YOUR OBJECTIVE:
Your answer should be a number only: the count of lines in the following entries that contain "Match".

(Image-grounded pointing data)

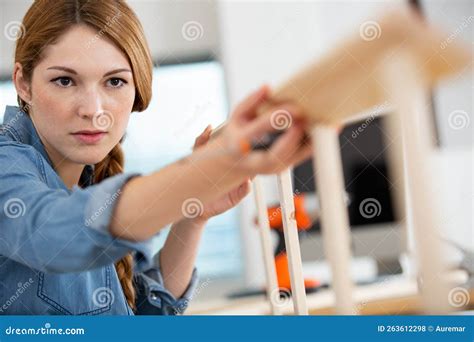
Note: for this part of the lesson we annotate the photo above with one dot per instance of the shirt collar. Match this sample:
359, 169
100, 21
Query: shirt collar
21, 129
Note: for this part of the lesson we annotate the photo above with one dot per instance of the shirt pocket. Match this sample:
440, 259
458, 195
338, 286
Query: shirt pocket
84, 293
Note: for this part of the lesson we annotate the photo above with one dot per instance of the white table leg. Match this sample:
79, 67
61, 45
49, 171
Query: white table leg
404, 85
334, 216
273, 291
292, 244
---
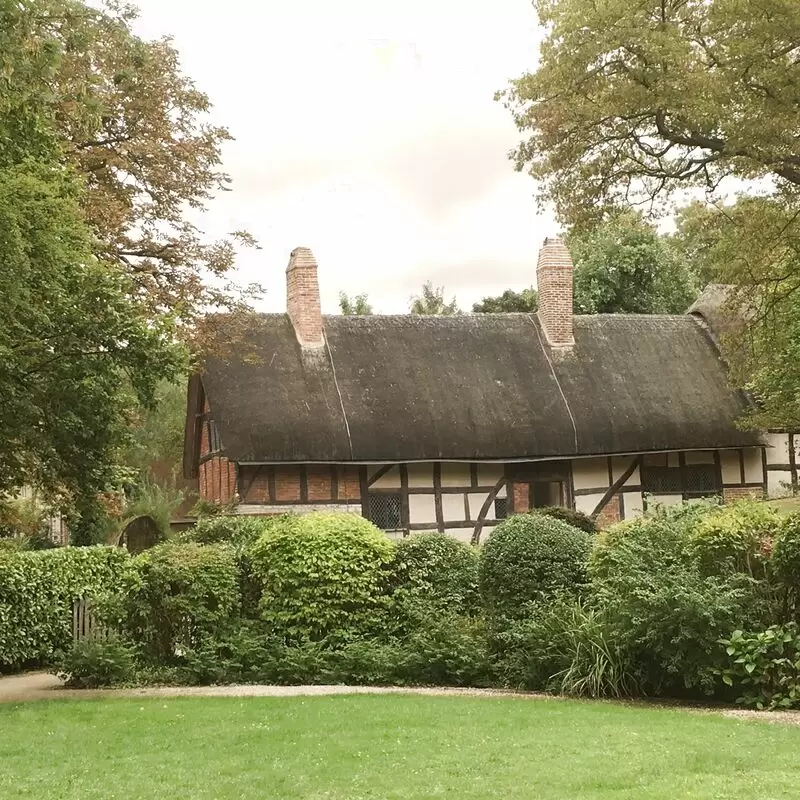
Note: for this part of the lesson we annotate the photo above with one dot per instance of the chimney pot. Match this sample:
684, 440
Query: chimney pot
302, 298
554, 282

WRITTEN SOLUTION:
4